→ Objective
From the items below, extract every line that contains the string "shirt", matching case exactly.
::: Task input
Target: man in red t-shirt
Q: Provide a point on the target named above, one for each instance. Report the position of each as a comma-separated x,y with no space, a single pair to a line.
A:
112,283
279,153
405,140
::::::
::: Task input
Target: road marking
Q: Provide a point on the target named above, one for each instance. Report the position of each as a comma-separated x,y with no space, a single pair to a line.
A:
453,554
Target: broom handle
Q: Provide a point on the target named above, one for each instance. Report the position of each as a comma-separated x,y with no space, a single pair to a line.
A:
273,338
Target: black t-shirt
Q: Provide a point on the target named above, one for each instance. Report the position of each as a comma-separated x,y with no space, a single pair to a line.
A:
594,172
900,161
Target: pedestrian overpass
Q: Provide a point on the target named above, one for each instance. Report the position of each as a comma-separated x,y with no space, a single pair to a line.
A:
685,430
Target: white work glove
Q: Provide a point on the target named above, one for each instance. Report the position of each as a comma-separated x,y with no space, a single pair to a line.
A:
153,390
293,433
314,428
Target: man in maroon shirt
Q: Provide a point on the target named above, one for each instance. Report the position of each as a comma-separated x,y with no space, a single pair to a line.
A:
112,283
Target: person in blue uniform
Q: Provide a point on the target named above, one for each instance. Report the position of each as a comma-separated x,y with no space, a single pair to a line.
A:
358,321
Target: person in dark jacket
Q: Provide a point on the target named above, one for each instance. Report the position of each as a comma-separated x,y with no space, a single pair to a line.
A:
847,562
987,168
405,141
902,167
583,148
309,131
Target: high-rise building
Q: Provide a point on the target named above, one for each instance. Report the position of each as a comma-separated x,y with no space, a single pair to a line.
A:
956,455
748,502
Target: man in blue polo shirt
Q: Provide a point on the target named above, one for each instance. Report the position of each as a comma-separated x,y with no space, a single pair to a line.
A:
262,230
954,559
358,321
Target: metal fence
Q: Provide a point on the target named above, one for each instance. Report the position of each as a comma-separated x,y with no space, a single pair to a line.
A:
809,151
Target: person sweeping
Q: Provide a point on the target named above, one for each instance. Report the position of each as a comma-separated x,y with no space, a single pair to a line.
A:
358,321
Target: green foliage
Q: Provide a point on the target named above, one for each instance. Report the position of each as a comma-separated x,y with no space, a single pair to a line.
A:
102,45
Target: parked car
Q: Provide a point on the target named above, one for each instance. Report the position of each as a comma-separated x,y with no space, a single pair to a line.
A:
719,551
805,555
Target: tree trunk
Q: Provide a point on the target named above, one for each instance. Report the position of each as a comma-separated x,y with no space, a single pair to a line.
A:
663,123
::::::
→ The solution
Target: man in red t-shirt
Target: black t-shirt
Target: man in maroon shirt
Target: man in blue polo shirt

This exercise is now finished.